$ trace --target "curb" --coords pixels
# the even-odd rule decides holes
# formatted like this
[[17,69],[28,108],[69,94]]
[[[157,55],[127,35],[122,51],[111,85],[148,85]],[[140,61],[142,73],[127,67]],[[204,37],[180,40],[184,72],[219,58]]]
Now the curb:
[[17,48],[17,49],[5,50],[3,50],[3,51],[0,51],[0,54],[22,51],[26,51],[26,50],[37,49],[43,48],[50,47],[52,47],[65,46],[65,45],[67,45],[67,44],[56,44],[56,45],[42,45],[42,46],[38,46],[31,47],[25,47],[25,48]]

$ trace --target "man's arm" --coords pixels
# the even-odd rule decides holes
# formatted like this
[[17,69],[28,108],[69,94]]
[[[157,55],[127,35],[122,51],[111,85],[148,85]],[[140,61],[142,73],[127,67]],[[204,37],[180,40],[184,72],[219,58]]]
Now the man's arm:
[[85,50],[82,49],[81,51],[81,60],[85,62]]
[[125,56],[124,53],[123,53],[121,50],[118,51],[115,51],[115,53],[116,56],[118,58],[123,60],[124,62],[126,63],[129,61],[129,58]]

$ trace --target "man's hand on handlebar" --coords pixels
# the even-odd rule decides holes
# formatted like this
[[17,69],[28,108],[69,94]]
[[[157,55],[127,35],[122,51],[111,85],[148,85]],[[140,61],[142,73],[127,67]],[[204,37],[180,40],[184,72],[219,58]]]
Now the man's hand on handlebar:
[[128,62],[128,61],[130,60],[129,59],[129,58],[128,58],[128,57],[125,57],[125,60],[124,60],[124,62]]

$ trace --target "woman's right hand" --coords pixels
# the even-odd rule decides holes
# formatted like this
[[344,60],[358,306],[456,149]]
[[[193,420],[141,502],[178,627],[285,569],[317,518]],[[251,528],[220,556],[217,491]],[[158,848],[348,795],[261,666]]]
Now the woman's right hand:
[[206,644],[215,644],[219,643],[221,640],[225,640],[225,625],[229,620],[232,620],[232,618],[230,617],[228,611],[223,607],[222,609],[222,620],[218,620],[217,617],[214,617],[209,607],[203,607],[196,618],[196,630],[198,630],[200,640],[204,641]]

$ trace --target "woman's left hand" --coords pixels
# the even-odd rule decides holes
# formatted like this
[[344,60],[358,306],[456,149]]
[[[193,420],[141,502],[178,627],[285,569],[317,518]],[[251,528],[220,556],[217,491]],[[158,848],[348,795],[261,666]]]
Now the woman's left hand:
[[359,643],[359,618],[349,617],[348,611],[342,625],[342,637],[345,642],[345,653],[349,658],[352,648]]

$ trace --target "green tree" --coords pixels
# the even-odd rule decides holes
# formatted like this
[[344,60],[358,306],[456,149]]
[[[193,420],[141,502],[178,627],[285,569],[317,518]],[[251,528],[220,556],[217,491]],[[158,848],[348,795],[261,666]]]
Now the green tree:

---

• Requirements:
How many lines in the material above contain the string "handlebar", matching case? Give only the number.

• Answer below:
2